---- EXTRACT TO READ
Game Changer: National Wildlife Federation Adopts a Resolution on GDP
Among the world’s biggest environmental organizations, there is now a clear leader of the sustainability pack. The National Wildlife Federation has boldly gone where the Sierra Club, World Wildlife Fund, Defenders of Wildlife, and so many others have feared to tread. As the first big NGO in the 21st century to raise awareness of the trade-off between economic growth and environmental protection, NWF has earned the admiration of a burgeoning group of citizens.
Which burgeoning group is that, you ask? Let’s call it the Common Sense Club. They’re tired of the propaganda that we can have our environmental cake and eat it too. The Common Sense Club knows there’s a limit to economic growth, and that growth has been causing more problems than it solves. No, they’re not for high unemployment or poverty – of course not! – but they’re also not for imperiling our grandkids by ruining the environment. The Common Sense Club realizes that, if we care about wildlife, the grandkids, national security, and international stability, we have to strike a balance between the size of the economy and the environment that sustains it.
At CASSE, we’re more aware by the day of how rapidly the Common Sense Club is growing and how diverse it’s becoming. Take for example the five most recent signatories of the CASSE position on economic growth: a Croatian air traffic controller, an Indian economics professor, a Swedish artist, an American banker (that’s right, a banker), and a Dutch computer scientist. The group of steady state signatories is ranging far beyond the original bunch of ecologists and economists who kicked it off seven years ago (although I like to think the original bunch had some common sense too).
--------
▶ AIM OF THE EXERCISE: Copy the stretch of the article on the National Wildlife Federation's GDP resolution from "At CASSE, we’re" through "common sense too).", swapping "banker" for "lawyer". Rely on the article by itself.
---- DATASET EXTRACT
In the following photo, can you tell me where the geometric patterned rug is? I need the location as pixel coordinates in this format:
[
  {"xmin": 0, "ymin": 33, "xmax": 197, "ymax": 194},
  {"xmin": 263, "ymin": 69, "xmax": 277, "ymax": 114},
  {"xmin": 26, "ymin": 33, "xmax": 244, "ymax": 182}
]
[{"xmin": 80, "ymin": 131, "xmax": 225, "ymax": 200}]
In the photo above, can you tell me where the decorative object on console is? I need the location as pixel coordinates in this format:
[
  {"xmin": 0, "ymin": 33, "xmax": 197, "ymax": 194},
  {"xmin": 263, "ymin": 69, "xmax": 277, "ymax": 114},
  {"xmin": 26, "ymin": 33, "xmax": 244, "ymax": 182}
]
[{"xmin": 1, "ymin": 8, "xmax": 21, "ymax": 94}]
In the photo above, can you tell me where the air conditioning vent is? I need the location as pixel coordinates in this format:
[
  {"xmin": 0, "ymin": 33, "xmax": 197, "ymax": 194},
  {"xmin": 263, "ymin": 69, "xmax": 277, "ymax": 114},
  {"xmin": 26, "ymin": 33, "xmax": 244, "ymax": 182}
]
--------
▶ COMPLETED EXERCISE:
At CASSE, we’re more aware by the day of how rapidly the Common Sense Club is growing and how diverse it’s becoming. Take for example the five most recent signatories of the CASSE position on economic growth: a Croatian air traffic controller, an Indian economics professor, a Swedish artist, an American lawyer (that’s right, a lawyer), and a Dutch computer scientist. The group of steady state signatories is ranging far beyond the original bunch of ecologists and economists who kicked it off seven years ago (although I like to think the original bunch had some common sense too).